▶ YOUR TASKS:
(1) In the bighead carp article, which agency added the bighead carp to the federal injurious wildlife list?
(2) Say whether each statement agrees with the bighead carp article, answering yes or no and quoting the words that decide it.
(a) Under the new listing, live bighead carp may still be transported across state lines by permit for scientific purposes.
(b) The bighead carp was added to the list on a Monday.
(c) Bighead and silver carp have advanced to within about 25 miles of Lake Michigan.

▶ GIVEN PASSAGE:
^^^^
List: bighead carp a danger – Chicago Sun

List: bighead carp a danger

By Tony Graf
tgraf@stmedianetwork.com

Mar 26, 2011 04:52PM



The bighead carp has been added to the federal injurious wildlife list — another step taken to protect Lake Michigan and other American aquatic ecosystems from Asian carp.

The addition was made on Tuesday by the U.S. Fish and Wildlife Service, according to a news release from the service’s Midwest Region Office in Minnesota.

“If bighead carp enter the Great Lakes and become established, they potentially threaten the 1.5 million jobs and $62 billion in wages connected to the Great Lakes,” the office said.

With the new listing, it is illegal to import or to transport live bighead carp, including viable eggs or hybrids of the species, across state lines, except by permit for zoological, educational, medical or scientific purposes, the office said.

Bighead and silver carp, both Asian species, have migrated up the Mississippi River and its tributaries for decades.

They have advanced to within about 25 miles of Lake Michigan, and DNA evidence suggests that at least some might have passed through an electronic barrier on the Chicago Sanitary Ship Canal, The Associated Press reported in December.
^^^^
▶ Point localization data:
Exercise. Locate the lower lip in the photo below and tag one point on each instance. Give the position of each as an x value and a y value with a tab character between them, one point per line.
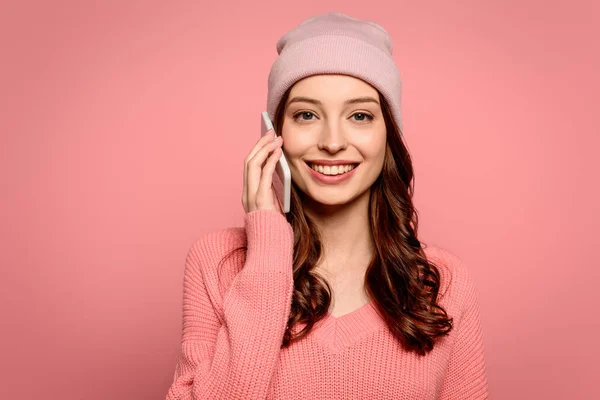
331	179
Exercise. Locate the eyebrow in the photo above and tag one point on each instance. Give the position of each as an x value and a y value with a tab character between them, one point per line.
365	99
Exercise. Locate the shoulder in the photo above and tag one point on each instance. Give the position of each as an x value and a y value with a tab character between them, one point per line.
^^^^
▶ TASK RESPONSES:
(1) The U.S. Fish and Wildlife Service

(2)
(a) Yes: "except by permit for zoological, educational, medical or scientific purposes"
(b) No: "The addition was made on Tuesday"
(c) Yes: "They have advanced to within about 25 miles of Lake Michigan"